(Image region labeling entries):

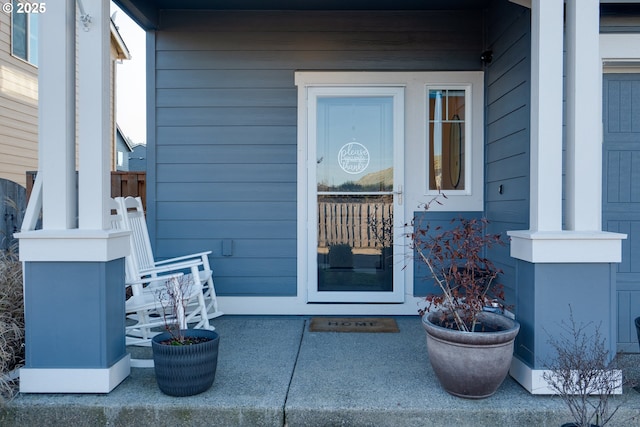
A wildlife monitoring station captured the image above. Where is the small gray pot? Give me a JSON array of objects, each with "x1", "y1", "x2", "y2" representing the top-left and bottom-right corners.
[
  {"x1": 151, "y1": 329, "x2": 220, "y2": 396},
  {"x1": 422, "y1": 312, "x2": 520, "y2": 399}
]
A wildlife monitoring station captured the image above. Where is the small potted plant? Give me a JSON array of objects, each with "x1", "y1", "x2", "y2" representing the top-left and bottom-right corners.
[
  {"x1": 410, "y1": 199, "x2": 520, "y2": 399},
  {"x1": 151, "y1": 276, "x2": 220, "y2": 396}
]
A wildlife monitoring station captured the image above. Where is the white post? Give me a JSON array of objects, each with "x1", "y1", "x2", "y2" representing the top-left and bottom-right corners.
[
  {"x1": 38, "y1": 0, "x2": 76, "y2": 230},
  {"x1": 565, "y1": 0, "x2": 602, "y2": 231},
  {"x1": 530, "y1": 0, "x2": 564, "y2": 231},
  {"x1": 78, "y1": 0, "x2": 111, "y2": 230}
]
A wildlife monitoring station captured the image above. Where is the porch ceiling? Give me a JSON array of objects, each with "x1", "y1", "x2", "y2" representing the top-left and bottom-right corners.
[{"x1": 114, "y1": 0, "x2": 489, "y2": 30}]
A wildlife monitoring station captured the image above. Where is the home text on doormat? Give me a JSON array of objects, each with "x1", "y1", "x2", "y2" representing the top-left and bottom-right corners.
[{"x1": 309, "y1": 317, "x2": 400, "y2": 332}]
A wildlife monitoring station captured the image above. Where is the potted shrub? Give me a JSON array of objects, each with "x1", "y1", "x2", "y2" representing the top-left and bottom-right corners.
[
  {"x1": 410, "y1": 201, "x2": 520, "y2": 399},
  {"x1": 151, "y1": 276, "x2": 220, "y2": 396}
]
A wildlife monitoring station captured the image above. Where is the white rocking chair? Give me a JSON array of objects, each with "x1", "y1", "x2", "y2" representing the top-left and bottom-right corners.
[
  {"x1": 111, "y1": 199, "x2": 186, "y2": 352},
  {"x1": 115, "y1": 197, "x2": 223, "y2": 345}
]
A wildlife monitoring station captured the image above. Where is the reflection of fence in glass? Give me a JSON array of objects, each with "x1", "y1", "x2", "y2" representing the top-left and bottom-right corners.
[{"x1": 318, "y1": 196, "x2": 393, "y2": 249}]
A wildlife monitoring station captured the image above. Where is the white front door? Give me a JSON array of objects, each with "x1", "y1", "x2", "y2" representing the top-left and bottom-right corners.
[{"x1": 307, "y1": 86, "x2": 405, "y2": 303}]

(Description of the task): Copy the material above word for word, leaving out the pictures.

(Output of the exercise):
A wildlife monitoring station captured the image above. Where is the small gray pot? Give me a JSON array of objects, each with "x1", "y1", "x2", "y2" representing the top-left and bottom-right corners.
[
  {"x1": 151, "y1": 329, "x2": 220, "y2": 396},
  {"x1": 422, "y1": 312, "x2": 520, "y2": 399}
]
A wildlife monitoring station captured the image above. Where is the small potted plant? Give me a JSON array of objects, each with "x1", "y1", "x2", "y2" representing the top-left and bottom-right corners.
[
  {"x1": 410, "y1": 199, "x2": 520, "y2": 399},
  {"x1": 151, "y1": 276, "x2": 220, "y2": 396}
]
A wildlife monitoring station captured the image above. Where is the white post? Give me a JSON array of objects, each with "x1", "y1", "x2", "y2" representing the top-left and bottom-right corners.
[
  {"x1": 38, "y1": 0, "x2": 76, "y2": 230},
  {"x1": 565, "y1": 0, "x2": 602, "y2": 231},
  {"x1": 530, "y1": 0, "x2": 564, "y2": 231},
  {"x1": 78, "y1": 0, "x2": 111, "y2": 230}
]
A wildlife monitoring station captured the image above. Where is the porch ceiling? Give me a JSON array of objects, each with "x1", "y1", "x2", "y2" representing the top-left and bottom-right corners.
[{"x1": 114, "y1": 0, "x2": 489, "y2": 30}]
A wildlife monitoring station captured the image above. Where is the home text on doormat? Give me a JSON array of objects, each with "x1", "y1", "x2", "y2" representing the top-left and bottom-right corners.
[{"x1": 309, "y1": 317, "x2": 400, "y2": 332}]
A wildlife monitoring station captured the image above. Where is the potted shrub? Give me a JSON array of objects, each with "x1", "y1", "x2", "y2" representing the top-left and bottom-right corners.
[
  {"x1": 410, "y1": 201, "x2": 520, "y2": 399},
  {"x1": 151, "y1": 276, "x2": 220, "y2": 396}
]
A wildlife monitoring station captured the image above. Where is the white rocking chair? Give me a JSON array of objects, each with "x1", "y1", "x2", "y2" representing the top-left and bottom-right corners.
[
  {"x1": 111, "y1": 199, "x2": 186, "y2": 352},
  {"x1": 115, "y1": 197, "x2": 223, "y2": 345}
]
A wildlife monitoring station captured the image above. Where is the reflection of fence in glass? Give me a JSON array of objects, each with "x1", "y1", "x2", "y2" representing the top-left and bottom-right corners.
[{"x1": 318, "y1": 196, "x2": 393, "y2": 249}]
A wildlife monitoring station captured the image above. Where is the white front door? Give me a JSON array of objects, each with "x1", "y1", "x2", "y2" representing the top-left and bottom-right corners.
[{"x1": 307, "y1": 86, "x2": 405, "y2": 303}]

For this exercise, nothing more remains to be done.